Document source:
======

Mes problèmes oculaires sont survenus dès la naissance. Apparemment, j’ai commencé tard à marcher. Ma tante, qui habitait près des voies de chemin de fer, disait toujours : «Regarde, c’est le train qui vient de Pontresina ». Elle a été la première à faire remarquer à mes parents : « L’enfant ne voit presque rien !» Un de mes frères portait des lunettes. J’ai donc fait de même. A l’époque, les évaluations du potentiel visuel n’existaient pas encore. Chaque année, je recevais simplement des lunettes encore plus fortes, espérant voir plus clair un jour. Mon espoir est resté un rêve.

Alors que je voulais monter dans une Jeep, à 19 ans, je me suis tapé la tête, ce qui a engendré un décollement de la rétine qui n’a été ni diagnostiqué ni traité correctement. Plus tard seulement, je suis allée à Winterthour consulter le professeur Landolt. Il m’a opérée, ne me laissant que peu d’espoir d’amélioration.

======

Données sources:
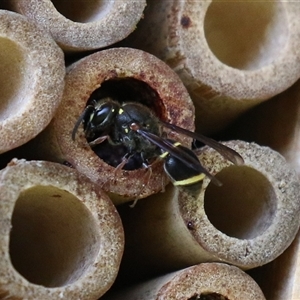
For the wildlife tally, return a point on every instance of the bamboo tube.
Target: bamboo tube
(125, 74)
(83, 25)
(231, 55)
(280, 278)
(32, 74)
(61, 237)
(247, 222)
(205, 281)
(275, 123)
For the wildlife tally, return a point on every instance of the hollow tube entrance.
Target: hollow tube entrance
(53, 238)
(244, 206)
(246, 35)
(83, 11)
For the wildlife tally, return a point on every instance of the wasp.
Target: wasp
(129, 135)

======

Exploration du texte:
a) Citez toutes les personnes que le récit sur les problèmes de vue mentionne, en dehors de la narratrice.
b) Reprenez le récit sur les problèmes de vue à la suite de sa dernière phrase.
Les entrées n'interviennent pas ici.

Réponses par tâche:
a) Sa tante ; ses parents ; un de ses frères ; le professeur Landolt.

b)
Puis, les blessures et inflammations de l’iris se succédèrent. J’ai été opérée de la cataracte, mais sans cristallin ; il ne m’aurait pas apporté grand-chose vu ma forte myopie. Ma cataracte secondaire fut ensuite traitée au laser. Puis, après une hémorragie intraoculaire de mon œil gauche, la perte de mon champ visuel central m’empêche aujourd’hui de lire à cet endroit. Soudain, la pression intraoculaire augmenta : j’avais maintenant un glaucome. Il fallut m’opérer des deux yeux, un défi de taille pour les médecins. En effet, mon globe oculaire est très long, ma rétine pleine de cicatrices et de déchirures provoquées par une trop forte pression intraoculaire et je suis astigmate.

De l’œil gauche, je ne vois que du gris au centre. En revanche, comprise entre 10 et 15 Torr (mmHg), ma pression est normale. Par contre, la pression de l’œil droit, dont la rétine est blessée, est si élevée que je dois mettre des gouttes matin et soir.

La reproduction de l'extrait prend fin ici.